## Passage given

◆ ◆ ◆

We also saw that what set apart the parties’ arguments were their justifications for prolonging slavery, together with their practical implications. In this regard, Hegel’s two passages differ significantly. In the first passage, he argues for the need for “education” for enslaved persons who have never been free. This is consistent with the abolitionist position that explains the alleged unreadiness for freedom by the adverse effects of enslavement on the individual. In the second passage, by contrast, Hegel postulates a “natural disposition” on the side of the enslaved Africans that stands in the way of freedom, thus squarely endorsing the planters’ race-based version of gradualism.

◆ ◆ ◆

## Data shown
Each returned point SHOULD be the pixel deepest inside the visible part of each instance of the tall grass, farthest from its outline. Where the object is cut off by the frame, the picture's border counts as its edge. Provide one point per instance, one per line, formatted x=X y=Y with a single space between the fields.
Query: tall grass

◆ ◆ ◆

## What the task asks
Revise the passage on Hegel and slavery between "We also saw" and "version of gradualism.", inclusive, so that "extending" replaces "prolonging".

## Response below
We also saw that what set apart the parties’ arguments were their justifications for extending slavery, together with their practical implications. In this regard, Hegel’s two passages differ significantly. In the first passage, he argues for the need for “education” for enslaved persons who have never been free. This is consistent with the abolitionist position that explains the alleged unreadiness for freedom by the adverse effects of enslavement on the individual. In the second passage, by contrast, Hegel postulates a “natural disposition” on the side of the enslaved Africans that stands in the way of freedom, thus squarely endorsing the planters’ race-based version of gradualism.